Return, word for word, the entries below, starting at their first line and ending at the line that contains "pixel 685 876", with both of those lines included and nothing after that line.

:::

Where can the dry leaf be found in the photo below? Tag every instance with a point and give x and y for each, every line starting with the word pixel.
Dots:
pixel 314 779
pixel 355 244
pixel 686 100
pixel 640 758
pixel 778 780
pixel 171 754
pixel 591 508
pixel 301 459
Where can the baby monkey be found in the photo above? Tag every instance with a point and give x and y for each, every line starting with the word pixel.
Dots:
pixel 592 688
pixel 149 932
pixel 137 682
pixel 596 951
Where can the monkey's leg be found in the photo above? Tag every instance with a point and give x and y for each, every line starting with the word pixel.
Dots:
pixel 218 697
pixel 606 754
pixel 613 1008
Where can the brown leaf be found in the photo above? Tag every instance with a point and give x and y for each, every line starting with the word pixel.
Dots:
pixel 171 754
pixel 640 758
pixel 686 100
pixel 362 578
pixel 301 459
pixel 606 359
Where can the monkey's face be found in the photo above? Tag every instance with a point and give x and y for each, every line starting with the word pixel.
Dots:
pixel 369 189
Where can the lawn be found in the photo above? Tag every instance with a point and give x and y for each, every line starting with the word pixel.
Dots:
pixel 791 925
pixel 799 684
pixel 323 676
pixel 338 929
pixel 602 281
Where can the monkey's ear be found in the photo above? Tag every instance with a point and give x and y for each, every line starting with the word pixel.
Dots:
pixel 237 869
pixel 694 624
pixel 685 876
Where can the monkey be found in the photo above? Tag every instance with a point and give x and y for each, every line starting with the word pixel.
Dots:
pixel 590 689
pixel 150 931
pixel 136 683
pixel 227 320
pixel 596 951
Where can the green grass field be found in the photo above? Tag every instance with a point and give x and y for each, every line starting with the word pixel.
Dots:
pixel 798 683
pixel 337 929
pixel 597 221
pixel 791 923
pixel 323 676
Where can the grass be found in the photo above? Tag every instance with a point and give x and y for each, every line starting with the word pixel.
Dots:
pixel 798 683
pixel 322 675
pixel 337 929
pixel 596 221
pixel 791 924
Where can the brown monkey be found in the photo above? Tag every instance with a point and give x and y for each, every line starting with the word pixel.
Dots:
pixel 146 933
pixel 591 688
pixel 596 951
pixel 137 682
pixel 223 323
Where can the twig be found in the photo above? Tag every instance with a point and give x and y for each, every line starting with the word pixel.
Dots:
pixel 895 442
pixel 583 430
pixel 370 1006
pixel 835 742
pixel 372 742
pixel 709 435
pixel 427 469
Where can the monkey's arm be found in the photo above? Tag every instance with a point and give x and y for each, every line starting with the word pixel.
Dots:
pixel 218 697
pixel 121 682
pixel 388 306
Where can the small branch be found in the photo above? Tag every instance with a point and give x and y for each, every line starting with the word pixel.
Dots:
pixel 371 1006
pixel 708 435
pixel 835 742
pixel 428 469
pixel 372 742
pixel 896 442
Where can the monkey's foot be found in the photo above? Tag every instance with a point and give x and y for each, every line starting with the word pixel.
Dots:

:::

— EXERCISE RESULT —
Where can the dry leaf be found in the photo below? Tag every instance with a point and give x and y for each, every line starting with the word pixel.
Dots:
pixel 314 779
pixel 355 244
pixel 686 100
pixel 640 758
pixel 778 780
pixel 171 754
pixel 591 508
pixel 301 459
Where can the baby monkey be found in the photo above? Tag every instance with a point and give x and y for each, every line starting with the word pixel.
Dots:
pixel 592 688
pixel 149 932
pixel 137 682
pixel 596 951
Where can the monkey's leg be found in the photo above? Tag every instance with a point and give x and y for each, every line starting with the word pixel.
Dots:
pixel 218 697
pixel 606 754
pixel 613 1008
Where can the brown leaf be found in the photo above? Tag every instance with a point and give x and y for each, every line starting with the word pixel.
Dots:
pixel 171 754
pixel 640 758
pixel 686 100
pixel 362 578
pixel 301 459
pixel 606 359
Where can the monkey's face be found in the photo above? Tag every instance with a point and give x and y for each, every line starting with the word pixel.
Dots:
pixel 369 189
Where can the lawn be found in the photo above? Tag every instance with a point and give x and y for each, every line starting with the word pixel.
Dots:
pixel 791 925
pixel 799 684
pixel 323 676
pixel 338 929
pixel 602 281
Where can the monkey's ear be found in the photo above? Tag every instance with a point and give x and y for each, every line starting with the word pixel.
Dots:
pixel 237 869
pixel 694 624
pixel 685 876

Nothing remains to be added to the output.